*** Opening of MATERIAL FOR THIS TASK ***

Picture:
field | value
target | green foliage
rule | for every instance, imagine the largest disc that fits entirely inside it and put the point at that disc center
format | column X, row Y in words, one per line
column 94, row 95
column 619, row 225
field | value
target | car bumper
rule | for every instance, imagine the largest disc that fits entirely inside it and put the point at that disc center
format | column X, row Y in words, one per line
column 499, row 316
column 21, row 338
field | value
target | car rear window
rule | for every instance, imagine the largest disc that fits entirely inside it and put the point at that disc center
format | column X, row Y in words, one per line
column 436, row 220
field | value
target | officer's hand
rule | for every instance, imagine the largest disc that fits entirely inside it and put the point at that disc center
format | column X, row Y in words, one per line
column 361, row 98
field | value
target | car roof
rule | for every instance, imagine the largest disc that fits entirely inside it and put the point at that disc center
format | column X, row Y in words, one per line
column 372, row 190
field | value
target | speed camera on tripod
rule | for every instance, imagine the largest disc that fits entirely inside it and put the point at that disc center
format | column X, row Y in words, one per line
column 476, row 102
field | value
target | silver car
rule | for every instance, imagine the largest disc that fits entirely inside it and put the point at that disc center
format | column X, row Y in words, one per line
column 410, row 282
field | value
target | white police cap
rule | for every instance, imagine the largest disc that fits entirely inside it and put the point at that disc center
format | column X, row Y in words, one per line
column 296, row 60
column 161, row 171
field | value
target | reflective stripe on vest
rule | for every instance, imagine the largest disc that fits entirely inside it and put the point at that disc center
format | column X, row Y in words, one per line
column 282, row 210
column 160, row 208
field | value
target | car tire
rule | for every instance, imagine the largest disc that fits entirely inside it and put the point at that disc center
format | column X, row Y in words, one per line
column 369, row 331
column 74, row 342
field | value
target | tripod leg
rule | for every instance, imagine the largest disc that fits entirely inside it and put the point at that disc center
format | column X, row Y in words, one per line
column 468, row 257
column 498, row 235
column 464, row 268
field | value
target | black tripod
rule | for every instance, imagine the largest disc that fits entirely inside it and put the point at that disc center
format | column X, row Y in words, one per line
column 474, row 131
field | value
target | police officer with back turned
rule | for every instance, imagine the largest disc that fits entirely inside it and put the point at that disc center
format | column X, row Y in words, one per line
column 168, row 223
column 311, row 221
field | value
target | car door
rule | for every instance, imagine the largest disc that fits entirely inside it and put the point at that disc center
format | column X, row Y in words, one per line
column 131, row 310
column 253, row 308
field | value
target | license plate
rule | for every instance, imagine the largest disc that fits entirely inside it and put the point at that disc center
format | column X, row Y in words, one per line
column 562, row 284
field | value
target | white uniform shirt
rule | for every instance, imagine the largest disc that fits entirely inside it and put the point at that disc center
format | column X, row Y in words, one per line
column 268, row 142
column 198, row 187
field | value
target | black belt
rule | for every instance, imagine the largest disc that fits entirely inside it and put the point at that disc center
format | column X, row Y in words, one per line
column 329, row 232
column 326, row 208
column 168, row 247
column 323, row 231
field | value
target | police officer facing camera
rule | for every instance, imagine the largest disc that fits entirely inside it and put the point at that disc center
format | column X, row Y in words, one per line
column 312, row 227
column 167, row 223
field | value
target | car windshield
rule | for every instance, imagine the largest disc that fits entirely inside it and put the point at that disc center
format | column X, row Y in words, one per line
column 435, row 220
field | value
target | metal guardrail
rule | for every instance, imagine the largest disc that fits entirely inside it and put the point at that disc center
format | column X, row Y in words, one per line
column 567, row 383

*** Close of MATERIAL FOR THIS TASK ***

### WHAT YOU HAVE TO DO
Please return the lines above exactly, from the first one down to the line with "target | officer's hand", and stop after that line.

### RESULT
Picture:
field | value
target | green foliage
rule | for every instance, imagine the largest disc that fits entirely inside it and put the point at that disc center
format | column X, row Y in words, one per line
column 94, row 95
column 619, row 225
field | value
target | car bumper
rule | for every instance, imagine the largest disc that fits entirely inside it and put the point at that disc center
format | column X, row Y in words, one per line
column 499, row 316
column 21, row 338
field | value
target | car rear window
rule | for every instance, imagine the largest disc that fits entirely inside it and put the point at that disc center
format | column X, row Y in words, one per line
column 436, row 220
field | value
target | officer's hand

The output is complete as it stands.